- **Aim of the exercise**
Please reproduce the passage of the shore correct4pe page from "Jump to: navigation, search" up to and including "between the pairs.", word for word.

==== Text section

Shore correct4pe

From SHORE wiki
Revision as of 10:00, 28 September 2011 by Felo80 (Talk | contribs)

Jump to: navigation, search

shore correct4pe finds the most likely mapping of repetitive reads by utilizing paired-end information. While in paired read mapping each read is aligned separately, read pair information can be used to increase the likelihood of an alignment by selecting the paired alignment based on the most likely distance between the pairs.

shore correct4pe starts by estimating the insert size distribution. The upper bound of this distribution is usually very sharp (clones longer than expected seem to be very rare), whereas the lower boundary is more blurred and very small clones can be observed as well. The insert size distribution is then translated into a probability distribution for the observation of a given distance of a pairing (where pairing is defined as the combination of one of the mappings of read 1 with one of the mappings of read 2). All possible combinations of the mappings of both reads of a pair are compared and all pairings with a probability equal to zero are dismissed. Mappings which are not in a pairing with a probability above zero are deleted. This removes all repetitive mappings, which resulted from repeats. If there is a mapping of one read pair with two different mappings of the other read the more likely pairing is kept. If all pairings have zero probability all mappings of both reads are kept. These are the discordant (unhappy) read pairs which typically are used to predict structural variants.

========
==== Record extracts

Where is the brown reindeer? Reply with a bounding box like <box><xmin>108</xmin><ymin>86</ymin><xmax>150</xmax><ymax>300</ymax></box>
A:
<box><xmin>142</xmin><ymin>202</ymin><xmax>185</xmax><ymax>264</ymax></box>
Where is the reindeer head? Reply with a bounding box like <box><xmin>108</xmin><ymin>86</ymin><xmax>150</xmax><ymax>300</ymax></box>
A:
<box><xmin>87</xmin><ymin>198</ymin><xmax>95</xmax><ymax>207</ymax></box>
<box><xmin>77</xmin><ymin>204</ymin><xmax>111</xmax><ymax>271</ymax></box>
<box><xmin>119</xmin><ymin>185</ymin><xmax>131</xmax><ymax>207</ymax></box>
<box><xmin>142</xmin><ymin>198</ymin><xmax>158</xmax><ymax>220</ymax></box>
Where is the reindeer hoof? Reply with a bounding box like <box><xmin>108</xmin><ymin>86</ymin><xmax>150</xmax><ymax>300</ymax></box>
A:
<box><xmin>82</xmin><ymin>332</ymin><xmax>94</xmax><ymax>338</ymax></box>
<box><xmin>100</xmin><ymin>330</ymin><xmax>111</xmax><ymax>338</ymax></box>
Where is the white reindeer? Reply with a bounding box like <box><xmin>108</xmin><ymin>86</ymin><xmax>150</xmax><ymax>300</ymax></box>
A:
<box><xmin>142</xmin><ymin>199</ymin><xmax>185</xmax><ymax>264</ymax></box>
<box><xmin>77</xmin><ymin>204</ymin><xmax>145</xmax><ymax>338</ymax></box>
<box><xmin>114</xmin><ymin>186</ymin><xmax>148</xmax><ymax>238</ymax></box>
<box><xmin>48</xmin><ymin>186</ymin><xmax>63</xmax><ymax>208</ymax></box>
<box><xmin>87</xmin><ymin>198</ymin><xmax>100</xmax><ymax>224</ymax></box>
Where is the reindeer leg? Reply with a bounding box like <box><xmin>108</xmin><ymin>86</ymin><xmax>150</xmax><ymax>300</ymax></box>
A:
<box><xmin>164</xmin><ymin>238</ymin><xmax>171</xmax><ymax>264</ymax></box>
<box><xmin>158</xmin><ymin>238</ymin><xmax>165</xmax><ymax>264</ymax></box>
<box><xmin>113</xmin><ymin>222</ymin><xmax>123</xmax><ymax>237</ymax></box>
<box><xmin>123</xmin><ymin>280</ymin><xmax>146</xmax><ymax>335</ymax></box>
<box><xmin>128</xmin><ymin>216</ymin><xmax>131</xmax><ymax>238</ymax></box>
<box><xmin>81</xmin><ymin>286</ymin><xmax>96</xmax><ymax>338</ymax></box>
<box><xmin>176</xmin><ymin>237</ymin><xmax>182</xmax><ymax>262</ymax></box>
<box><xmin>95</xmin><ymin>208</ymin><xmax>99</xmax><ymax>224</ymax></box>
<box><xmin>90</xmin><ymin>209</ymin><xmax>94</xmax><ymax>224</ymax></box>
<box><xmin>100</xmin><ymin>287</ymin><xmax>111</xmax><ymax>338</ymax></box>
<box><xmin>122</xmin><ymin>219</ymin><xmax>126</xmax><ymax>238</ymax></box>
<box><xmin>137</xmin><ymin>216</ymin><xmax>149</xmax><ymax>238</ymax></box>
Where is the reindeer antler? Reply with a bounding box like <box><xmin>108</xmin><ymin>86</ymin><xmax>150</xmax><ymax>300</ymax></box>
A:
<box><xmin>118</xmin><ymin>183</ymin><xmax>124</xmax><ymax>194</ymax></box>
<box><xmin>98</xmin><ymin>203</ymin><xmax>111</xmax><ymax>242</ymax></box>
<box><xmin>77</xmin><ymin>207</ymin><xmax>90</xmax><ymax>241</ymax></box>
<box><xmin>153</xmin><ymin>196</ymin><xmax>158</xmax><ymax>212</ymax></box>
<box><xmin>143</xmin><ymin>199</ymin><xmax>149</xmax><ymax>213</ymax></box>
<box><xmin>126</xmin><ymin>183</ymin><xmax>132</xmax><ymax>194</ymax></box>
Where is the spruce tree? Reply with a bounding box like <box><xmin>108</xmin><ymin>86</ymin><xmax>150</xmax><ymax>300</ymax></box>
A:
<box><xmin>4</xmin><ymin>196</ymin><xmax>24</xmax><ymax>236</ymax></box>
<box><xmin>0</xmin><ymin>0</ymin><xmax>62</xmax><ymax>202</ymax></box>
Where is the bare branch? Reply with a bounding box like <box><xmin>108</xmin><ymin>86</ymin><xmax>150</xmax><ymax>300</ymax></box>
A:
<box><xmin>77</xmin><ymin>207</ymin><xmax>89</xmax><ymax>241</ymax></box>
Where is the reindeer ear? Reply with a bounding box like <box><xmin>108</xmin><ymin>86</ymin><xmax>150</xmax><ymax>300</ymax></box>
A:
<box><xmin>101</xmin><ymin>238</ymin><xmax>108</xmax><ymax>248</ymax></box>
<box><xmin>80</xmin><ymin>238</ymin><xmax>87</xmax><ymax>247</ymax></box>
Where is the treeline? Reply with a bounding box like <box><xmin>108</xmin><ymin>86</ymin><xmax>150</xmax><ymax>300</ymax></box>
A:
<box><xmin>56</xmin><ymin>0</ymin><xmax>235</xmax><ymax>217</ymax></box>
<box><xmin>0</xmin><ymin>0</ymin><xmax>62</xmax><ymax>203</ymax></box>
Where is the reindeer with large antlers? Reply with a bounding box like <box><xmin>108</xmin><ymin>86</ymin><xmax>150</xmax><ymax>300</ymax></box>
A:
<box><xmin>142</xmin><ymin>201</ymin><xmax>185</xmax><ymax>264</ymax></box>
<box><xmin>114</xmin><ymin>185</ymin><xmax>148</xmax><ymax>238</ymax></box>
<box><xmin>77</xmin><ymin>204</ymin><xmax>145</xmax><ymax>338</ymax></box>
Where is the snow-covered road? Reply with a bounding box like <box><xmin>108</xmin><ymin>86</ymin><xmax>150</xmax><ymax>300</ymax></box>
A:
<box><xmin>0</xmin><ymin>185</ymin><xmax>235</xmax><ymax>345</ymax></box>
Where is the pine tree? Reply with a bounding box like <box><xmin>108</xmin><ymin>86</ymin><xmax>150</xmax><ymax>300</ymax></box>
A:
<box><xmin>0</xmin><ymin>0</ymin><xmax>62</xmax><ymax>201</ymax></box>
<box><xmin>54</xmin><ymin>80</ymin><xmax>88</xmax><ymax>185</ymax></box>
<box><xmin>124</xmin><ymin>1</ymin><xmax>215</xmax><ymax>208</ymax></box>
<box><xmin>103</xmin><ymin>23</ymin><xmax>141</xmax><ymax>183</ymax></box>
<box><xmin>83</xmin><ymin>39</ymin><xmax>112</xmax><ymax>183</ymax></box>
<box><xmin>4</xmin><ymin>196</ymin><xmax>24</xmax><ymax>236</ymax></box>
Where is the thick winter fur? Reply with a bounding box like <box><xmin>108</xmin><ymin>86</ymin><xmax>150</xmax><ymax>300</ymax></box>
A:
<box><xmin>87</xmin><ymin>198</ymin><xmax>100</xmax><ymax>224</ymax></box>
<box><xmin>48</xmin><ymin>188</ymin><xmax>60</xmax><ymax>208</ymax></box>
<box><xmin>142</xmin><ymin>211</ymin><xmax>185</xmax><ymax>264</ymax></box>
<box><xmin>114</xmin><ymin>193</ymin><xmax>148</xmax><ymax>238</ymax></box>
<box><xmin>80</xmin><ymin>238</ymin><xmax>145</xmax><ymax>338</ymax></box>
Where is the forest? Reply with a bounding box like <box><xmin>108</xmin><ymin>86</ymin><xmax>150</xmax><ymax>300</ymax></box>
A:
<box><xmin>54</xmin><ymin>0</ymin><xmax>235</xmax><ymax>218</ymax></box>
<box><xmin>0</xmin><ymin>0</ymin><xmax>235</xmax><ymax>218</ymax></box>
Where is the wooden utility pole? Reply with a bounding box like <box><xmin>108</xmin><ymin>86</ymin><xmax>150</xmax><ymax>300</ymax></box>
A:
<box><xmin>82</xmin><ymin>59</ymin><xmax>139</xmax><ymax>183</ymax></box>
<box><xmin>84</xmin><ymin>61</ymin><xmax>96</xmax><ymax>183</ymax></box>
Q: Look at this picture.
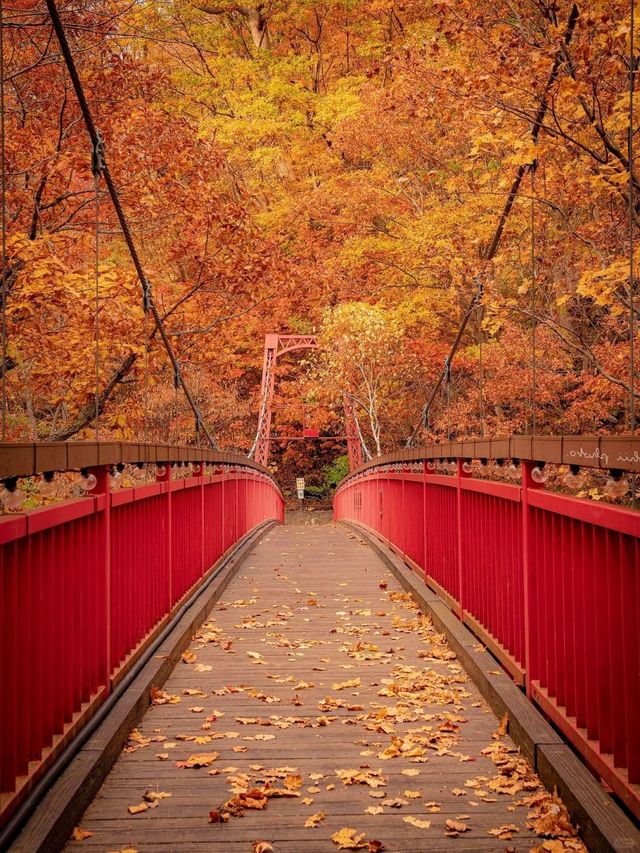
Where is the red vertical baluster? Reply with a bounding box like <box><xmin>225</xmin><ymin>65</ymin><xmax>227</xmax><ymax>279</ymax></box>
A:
<box><xmin>607</xmin><ymin>533</ymin><xmax>624</xmax><ymax>767</ymax></box>
<box><xmin>156</xmin><ymin>462</ymin><xmax>173</xmax><ymax>613</ymax></box>
<box><xmin>31</xmin><ymin>533</ymin><xmax>48</xmax><ymax>764</ymax></box>
<box><xmin>622</xmin><ymin>537</ymin><xmax>640</xmax><ymax>784</ymax></box>
<box><xmin>0</xmin><ymin>540</ymin><xmax>17</xmax><ymax>792</ymax></box>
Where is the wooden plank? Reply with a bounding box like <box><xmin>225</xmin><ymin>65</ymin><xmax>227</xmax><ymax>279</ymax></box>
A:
<box><xmin>43</xmin><ymin>526</ymin><xmax>600</xmax><ymax>853</ymax></box>
<box><xmin>538</xmin><ymin>744</ymin><xmax>640</xmax><ymax>853</ymax></box>
<box><xmin>10</xmin><ymin>524</ymin><xmax>272</xmax><ymax>853</ymax></box>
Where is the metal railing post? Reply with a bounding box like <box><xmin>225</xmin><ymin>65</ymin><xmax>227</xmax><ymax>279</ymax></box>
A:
<box><xmin>521</xmin><ymin>460</ymin><xmax>544</xmax><ymax>696</ymax></box>
<box><xmin>89</xmin><ymin>465</ymin><xmax>112</xmax><ymax>694</ymax></box>
<box><xmin>456</xmin><ymin>459</ymin><xmax>471</xmax><ymax>622</ymax></box>
<box><xmin>156</xmin><ymin>462</ymin><xmax>173</xmax><ymax>613</ymax></box>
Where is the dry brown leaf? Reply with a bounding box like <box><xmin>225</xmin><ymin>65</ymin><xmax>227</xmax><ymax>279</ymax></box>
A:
<box><xmin>304</xmin><ymin>812</ymin><xmax>327</xmax><ymax>829</ymax></box>
<box><xmin>402</xmin><ymin>815</ymin><xmax>431</xmax><ymax>829</ymax></box>
<box><xmin>71</xmin><ymin>826</ymin><xmax>93</xmax><ymax>841</ymax></box>
<box><xmin>331</xmin><ymin>678</ymin><xmax>360</xmax><ymax>690</ymax></box>
<box><xmin>331</xmin><ymin>827</ymin><xmax>369</xmax><ymax>850</ymax></box>
<box><xmin>491</xmin><ymin>711</ymin><xmax>509</xmax><ymax>740</ymax></box>
<box><xmin>176</xmin><ymin>752</ymin><xmax>220</xmax><ymax>769</ymax></box>
<box><xmin>489</xmin><ymin>823</ymin><xmax>518</xmax><ymax>841</ymax></box>
<box><xmin>142</xmin><ymin>791</ymin><xmax>173</xmax><ymax>803</ymax></box>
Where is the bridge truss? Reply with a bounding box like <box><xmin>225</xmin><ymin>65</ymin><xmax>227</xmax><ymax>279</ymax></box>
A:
<box><xmin>249</xmin><ymin>333</ymin><xmax>363</xmax><ymax>471</ymax></box>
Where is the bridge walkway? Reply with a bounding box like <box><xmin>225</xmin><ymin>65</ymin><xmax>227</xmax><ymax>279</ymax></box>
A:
<box><xmin>61</xmin><ymin>524</ymin><xmax>585</xmax><ymax>853</ymax></box>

========

- **Written solution**
Jump to: navigation, search

shore correct4pe finds the most likely mapping of repetitive reads by utilizing paired-end information. While in paired read mapping each read is aligned separately, read pair information can be used to increase the likelihood of an alignment by selecting the paired alignment based on the most likely distance between the pairs.